## What the task asks
Your answer should repeat exactly the lines from the one holding "Query: shrub" through the end of the data, and it should contain no pictures.

START Data for processing

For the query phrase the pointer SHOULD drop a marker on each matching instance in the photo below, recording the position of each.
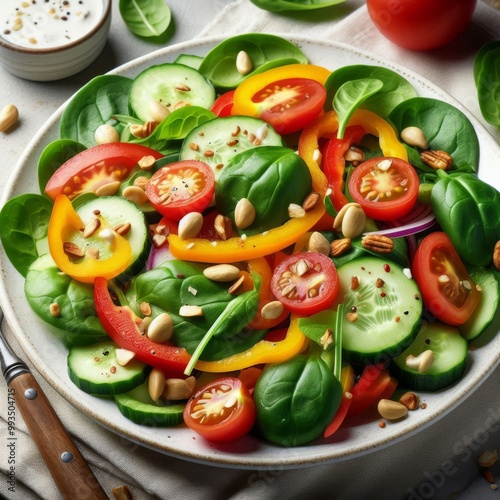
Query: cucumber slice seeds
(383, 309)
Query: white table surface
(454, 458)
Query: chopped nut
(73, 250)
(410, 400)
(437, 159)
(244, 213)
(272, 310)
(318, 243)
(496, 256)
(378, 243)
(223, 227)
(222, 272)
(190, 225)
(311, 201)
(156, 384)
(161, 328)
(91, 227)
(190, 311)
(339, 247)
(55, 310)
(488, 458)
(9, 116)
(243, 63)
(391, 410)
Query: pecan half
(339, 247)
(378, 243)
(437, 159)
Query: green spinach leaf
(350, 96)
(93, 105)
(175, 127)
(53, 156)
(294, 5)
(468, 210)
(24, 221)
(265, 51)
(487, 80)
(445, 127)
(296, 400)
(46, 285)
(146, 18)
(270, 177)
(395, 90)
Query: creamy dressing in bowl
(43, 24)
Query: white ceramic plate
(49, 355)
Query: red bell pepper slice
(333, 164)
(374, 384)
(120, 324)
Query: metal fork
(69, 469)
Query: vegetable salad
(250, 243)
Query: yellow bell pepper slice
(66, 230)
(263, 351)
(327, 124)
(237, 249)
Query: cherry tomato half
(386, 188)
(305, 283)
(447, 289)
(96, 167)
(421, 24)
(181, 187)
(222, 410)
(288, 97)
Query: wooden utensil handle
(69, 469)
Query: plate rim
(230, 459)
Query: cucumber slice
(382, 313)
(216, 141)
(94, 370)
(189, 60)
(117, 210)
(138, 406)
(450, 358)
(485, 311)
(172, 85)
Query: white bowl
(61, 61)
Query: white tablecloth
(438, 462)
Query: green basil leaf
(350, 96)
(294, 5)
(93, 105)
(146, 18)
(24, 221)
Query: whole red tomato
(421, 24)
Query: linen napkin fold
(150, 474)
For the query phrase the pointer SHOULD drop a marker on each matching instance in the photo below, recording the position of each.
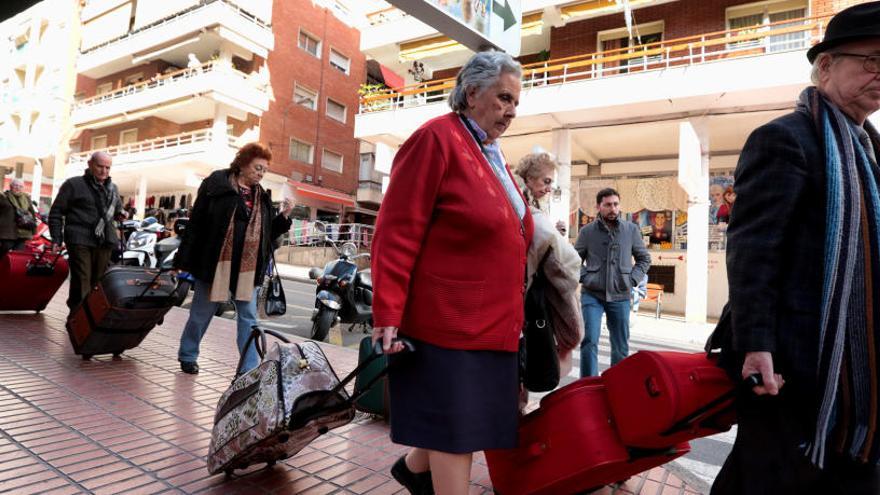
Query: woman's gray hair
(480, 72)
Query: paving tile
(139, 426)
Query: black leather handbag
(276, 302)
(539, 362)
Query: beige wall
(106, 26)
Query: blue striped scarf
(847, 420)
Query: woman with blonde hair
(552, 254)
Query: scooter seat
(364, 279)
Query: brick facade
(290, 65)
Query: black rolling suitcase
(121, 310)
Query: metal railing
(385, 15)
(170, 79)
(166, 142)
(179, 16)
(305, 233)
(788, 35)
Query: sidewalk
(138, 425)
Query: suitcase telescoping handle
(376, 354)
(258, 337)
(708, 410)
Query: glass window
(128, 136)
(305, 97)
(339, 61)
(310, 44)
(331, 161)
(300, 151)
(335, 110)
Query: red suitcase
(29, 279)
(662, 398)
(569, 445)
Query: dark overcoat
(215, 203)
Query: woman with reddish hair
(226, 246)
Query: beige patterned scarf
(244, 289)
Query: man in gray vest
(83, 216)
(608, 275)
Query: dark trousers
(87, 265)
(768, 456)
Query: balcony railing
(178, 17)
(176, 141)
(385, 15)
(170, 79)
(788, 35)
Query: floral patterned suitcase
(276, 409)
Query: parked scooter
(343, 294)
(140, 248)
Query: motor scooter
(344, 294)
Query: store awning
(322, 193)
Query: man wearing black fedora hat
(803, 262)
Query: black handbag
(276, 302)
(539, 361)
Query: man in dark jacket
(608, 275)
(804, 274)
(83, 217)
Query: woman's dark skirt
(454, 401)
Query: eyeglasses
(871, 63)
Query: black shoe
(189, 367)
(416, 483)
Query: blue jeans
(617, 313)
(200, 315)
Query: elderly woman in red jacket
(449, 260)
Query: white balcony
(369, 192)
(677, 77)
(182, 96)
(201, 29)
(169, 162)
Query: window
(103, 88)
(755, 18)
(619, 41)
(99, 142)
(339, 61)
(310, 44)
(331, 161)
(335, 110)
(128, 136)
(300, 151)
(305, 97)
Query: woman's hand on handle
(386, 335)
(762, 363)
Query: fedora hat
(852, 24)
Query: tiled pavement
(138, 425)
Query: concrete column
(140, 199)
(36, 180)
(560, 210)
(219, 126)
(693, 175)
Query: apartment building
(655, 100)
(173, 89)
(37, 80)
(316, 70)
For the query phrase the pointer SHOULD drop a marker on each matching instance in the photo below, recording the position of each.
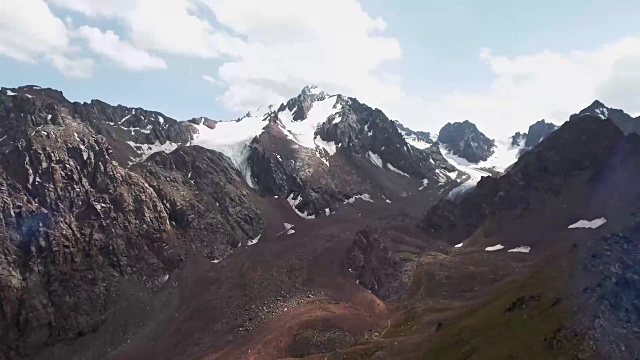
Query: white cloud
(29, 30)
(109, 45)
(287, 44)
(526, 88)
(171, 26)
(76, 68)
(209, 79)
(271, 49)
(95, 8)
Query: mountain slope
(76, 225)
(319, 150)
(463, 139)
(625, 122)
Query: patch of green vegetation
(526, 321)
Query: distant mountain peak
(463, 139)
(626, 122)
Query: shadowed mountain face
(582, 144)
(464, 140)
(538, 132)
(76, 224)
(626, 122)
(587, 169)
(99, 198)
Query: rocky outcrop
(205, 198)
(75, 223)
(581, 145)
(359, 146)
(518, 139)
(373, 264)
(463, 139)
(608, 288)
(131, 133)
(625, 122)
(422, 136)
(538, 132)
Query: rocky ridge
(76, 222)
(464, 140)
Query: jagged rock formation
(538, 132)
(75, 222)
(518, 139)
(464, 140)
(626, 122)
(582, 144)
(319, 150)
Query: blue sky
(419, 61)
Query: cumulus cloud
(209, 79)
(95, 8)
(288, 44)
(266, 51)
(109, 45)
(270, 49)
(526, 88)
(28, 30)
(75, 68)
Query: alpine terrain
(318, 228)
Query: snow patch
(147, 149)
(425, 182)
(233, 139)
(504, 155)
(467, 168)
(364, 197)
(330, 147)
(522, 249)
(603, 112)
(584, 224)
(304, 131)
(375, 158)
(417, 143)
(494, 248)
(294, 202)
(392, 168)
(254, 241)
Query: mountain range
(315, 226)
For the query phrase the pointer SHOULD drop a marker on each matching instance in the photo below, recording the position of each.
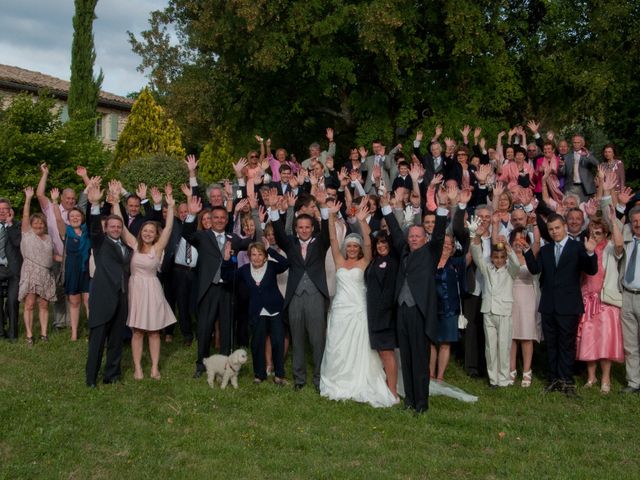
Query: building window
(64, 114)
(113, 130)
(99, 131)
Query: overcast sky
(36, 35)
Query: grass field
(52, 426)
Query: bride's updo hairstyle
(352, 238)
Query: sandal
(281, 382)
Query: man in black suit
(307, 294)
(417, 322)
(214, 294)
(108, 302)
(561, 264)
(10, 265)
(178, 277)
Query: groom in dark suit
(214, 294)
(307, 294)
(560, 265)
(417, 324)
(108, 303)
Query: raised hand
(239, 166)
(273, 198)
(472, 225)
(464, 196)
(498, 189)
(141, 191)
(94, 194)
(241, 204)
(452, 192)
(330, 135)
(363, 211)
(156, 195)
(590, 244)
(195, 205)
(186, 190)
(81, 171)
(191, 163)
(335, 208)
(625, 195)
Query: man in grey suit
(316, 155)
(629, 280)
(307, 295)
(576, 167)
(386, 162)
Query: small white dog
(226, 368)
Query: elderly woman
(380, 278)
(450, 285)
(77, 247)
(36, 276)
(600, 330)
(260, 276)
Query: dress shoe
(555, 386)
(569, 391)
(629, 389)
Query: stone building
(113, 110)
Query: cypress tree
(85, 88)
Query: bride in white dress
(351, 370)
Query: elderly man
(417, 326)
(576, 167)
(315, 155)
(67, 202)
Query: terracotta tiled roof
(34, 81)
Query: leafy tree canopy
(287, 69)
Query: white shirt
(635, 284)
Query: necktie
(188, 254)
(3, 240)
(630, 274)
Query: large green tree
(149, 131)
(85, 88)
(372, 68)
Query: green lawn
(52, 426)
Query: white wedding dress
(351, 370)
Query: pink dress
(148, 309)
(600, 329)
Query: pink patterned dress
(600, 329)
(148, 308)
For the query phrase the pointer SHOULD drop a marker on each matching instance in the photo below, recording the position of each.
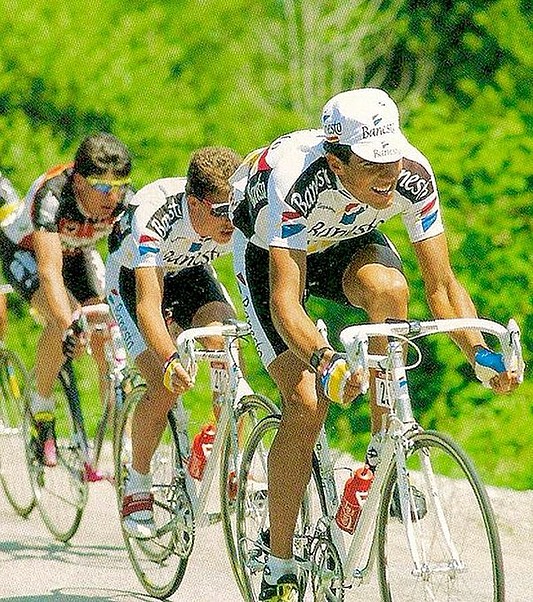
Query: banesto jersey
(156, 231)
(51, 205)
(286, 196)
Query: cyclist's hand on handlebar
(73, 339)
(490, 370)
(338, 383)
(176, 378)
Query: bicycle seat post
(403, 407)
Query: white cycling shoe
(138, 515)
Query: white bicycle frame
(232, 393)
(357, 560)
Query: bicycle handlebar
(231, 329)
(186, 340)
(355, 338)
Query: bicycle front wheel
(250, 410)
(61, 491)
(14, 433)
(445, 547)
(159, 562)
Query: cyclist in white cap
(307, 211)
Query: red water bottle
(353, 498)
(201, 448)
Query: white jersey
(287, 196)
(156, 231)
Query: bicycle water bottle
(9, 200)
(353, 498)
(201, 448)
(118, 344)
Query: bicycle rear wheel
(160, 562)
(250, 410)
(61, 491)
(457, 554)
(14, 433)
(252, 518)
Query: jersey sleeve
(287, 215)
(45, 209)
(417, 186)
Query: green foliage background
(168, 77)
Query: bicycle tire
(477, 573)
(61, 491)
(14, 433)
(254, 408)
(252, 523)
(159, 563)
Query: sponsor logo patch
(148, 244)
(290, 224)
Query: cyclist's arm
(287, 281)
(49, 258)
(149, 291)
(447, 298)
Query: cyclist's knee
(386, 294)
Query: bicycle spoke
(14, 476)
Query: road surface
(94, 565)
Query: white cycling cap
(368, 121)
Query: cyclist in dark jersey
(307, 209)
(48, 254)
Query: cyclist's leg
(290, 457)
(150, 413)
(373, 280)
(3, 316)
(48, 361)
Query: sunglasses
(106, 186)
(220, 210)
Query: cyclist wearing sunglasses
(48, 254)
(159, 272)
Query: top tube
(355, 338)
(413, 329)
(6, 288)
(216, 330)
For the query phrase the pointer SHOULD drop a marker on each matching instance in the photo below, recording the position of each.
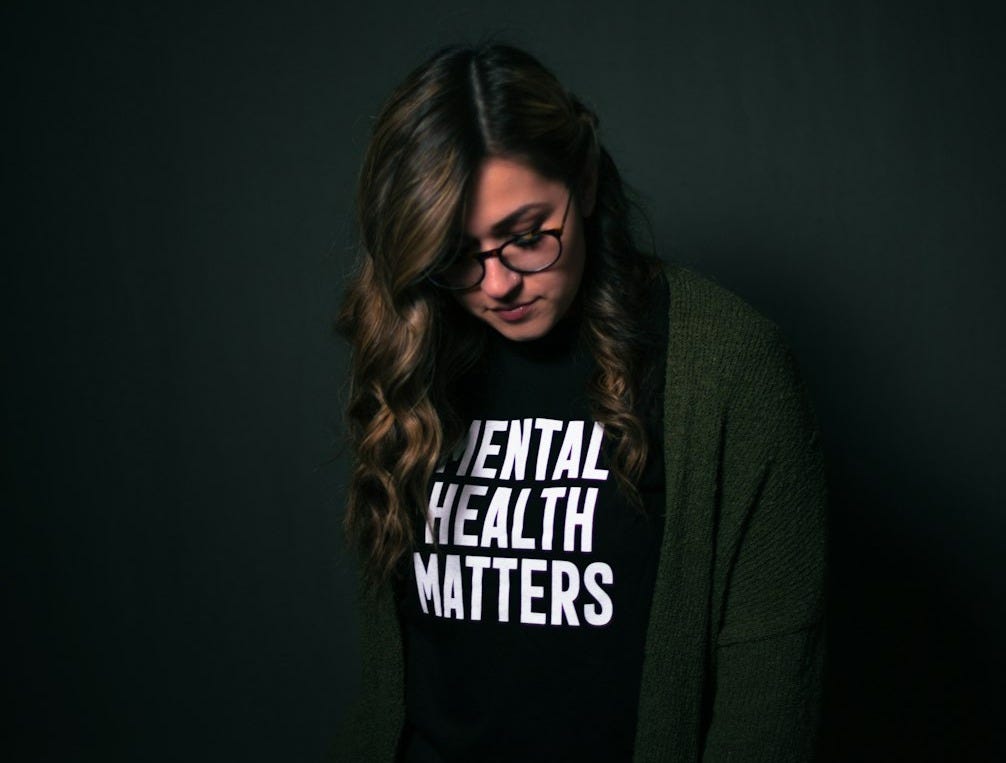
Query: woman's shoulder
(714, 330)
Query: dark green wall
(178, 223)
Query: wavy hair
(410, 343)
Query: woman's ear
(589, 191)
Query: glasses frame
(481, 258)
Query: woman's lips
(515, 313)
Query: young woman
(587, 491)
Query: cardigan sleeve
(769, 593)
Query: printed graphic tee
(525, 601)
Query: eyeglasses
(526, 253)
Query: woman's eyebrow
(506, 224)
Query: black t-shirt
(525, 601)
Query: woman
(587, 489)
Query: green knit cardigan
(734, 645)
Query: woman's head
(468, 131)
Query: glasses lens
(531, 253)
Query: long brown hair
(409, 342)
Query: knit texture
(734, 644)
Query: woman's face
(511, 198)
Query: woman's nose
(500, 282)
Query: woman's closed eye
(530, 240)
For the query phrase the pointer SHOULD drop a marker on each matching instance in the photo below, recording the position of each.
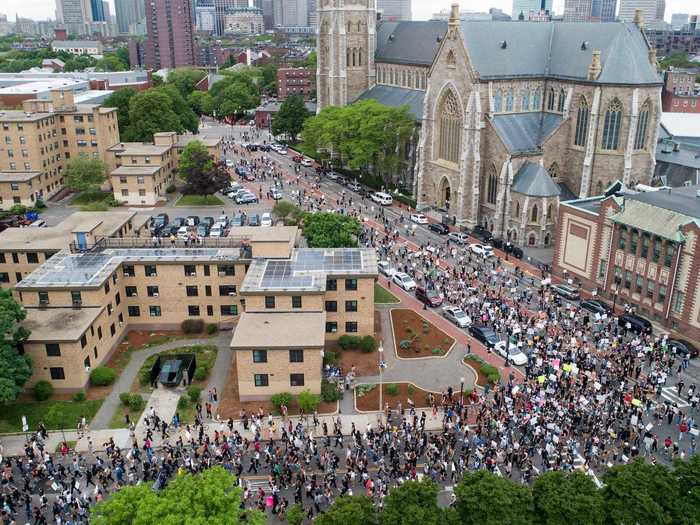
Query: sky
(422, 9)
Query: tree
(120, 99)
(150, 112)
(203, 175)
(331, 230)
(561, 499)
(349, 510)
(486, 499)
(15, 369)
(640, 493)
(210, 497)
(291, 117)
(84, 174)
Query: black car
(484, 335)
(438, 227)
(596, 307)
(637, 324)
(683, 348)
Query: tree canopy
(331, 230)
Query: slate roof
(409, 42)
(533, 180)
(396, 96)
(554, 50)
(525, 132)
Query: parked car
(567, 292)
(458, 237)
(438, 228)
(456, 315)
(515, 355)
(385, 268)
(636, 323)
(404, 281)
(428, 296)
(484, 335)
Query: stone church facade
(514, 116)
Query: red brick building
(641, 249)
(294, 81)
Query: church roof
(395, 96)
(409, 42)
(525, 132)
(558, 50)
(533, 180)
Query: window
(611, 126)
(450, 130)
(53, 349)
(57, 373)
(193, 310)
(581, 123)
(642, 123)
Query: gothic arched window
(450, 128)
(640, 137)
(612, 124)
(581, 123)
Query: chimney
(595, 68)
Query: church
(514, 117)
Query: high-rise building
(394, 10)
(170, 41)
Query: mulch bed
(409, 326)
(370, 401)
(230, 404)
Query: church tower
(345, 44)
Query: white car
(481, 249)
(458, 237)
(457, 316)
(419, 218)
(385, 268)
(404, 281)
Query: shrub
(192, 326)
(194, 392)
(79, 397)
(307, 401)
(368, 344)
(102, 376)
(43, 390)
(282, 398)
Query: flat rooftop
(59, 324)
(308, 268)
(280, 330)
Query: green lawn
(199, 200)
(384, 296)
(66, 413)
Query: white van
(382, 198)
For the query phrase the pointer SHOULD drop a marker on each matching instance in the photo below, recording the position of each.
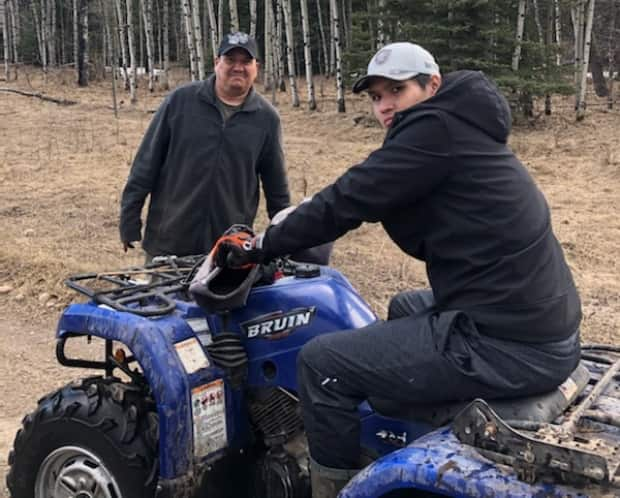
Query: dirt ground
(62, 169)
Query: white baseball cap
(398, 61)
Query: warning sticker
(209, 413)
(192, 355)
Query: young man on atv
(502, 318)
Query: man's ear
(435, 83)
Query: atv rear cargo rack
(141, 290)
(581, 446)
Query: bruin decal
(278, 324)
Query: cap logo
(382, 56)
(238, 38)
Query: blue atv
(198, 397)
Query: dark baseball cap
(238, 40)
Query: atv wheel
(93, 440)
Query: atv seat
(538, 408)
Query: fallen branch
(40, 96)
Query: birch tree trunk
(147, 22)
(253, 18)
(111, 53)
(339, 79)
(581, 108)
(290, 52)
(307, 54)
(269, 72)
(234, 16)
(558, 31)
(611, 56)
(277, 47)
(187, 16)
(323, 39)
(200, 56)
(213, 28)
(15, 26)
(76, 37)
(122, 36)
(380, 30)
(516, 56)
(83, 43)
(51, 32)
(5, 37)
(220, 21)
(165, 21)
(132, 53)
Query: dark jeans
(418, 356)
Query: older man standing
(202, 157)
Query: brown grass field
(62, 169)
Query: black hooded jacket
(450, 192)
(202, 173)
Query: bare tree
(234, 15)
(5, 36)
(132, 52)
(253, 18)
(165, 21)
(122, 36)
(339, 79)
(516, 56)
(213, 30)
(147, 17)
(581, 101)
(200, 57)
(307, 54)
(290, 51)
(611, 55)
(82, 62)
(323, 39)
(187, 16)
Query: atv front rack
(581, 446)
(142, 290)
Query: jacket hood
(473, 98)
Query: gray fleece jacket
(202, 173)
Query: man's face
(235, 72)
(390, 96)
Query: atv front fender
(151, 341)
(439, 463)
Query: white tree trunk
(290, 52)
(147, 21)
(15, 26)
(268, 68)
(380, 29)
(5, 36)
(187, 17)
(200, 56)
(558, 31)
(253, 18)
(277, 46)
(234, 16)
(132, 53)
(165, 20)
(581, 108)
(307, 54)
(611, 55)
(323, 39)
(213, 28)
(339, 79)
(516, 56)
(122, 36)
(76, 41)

END Data for processing

## Task output
Query: shrub
(192, 326)
(194, 392)
(79, 397)
(307, 401)
(368, 344)
(102, 376)
(43, 390)
(282, 398)
Query: flat rooftop
(59, 324)
(308, 268)
(280, 330)
Query: green lawn
(199, 200)
(384, 296)
(66, 413)
Query: white van
(382, 198)
For the query phrase the pointer SHOULD drop a marker on each matching instance in the photo below, recording the position of each.
Query: dirt ground
(62, 169)
Query: white baseball cap
(398, 61)
Query: warning sticker
(209, 413)
(192, 355)
Query: young man on atv
(502, 318)
Query: man's ear
(435, 83)
Query: atv rear cargo rack
(141, 290)
(581, 446)
Query: bruin decal
(278, 324)
Query: cap logo
(382, 56)
(238, 38)
Query: blue atv
(198, 397)
Query: dark baseball cap
(238, 40)
Query: atv wheel
(93, 440)
Query: atv seat
(538, 408)
Query: fallen branch
(40, 96)
Query: birch tree trunk
(147, 22)
(253, 18)
(111, 53)
(339, 79)
(581, 108)
(290, 52)
(307, 54)
(269, 72)
(234, 16)
(558, 31)
(611, 56)
(277, 47)
(187, 16)
(323, 39)
(200, 56)
(213, 28)
(15, 26)
(76, 37)
(122, 36)
(380, 30)
(516, 56)
(83, 43)
(51, 32)
(5, 37)
(220, 21)
(165, 21)
(132, 53)
Query: dark jeans
(418, 356)
Query: older man standing
(202, 157)
Query: brown grass field
(62, 169)
Query: black hooded jacket
(450, 192)
(202, 173)
Query: bare tree
(234, 15)
(5, 36)
(132, 52)
(253, 18)
(165, 21)
(122, 36)
(339, 79)
(516, 56)
(213, 30)
(147, 17)
(581, 101)
(200, 57)
(307, 54)
(290, 51)
(611, 55)
(82, 62)
(323, 39)
(187, 16)
Query: atv front rack
(581, 446)
(142, 290)
Query: jacket hood
(473, 98)
Query: gray fleece jacket
(202, 173)
Query: man's face
(235, 72)
(390, 96)
Query: atv front fender
(151, 341)
(439, 463)
Query: white tree trunk
(290, 52)
(147, 21)
(15, 26)
(268, 68)
(380, 29)
(5, 36)
(187, 17)
(200, 56)
(558, 31)
(253, 18)
(277, 46)
(234, 16)
(132, 53)
(165, 20)
(581, 108)
(307, 54)
(611, 55)
(323, 39)
(213, 28)
(339, 79)
(516, 56)
(122, 36)
(76, 41)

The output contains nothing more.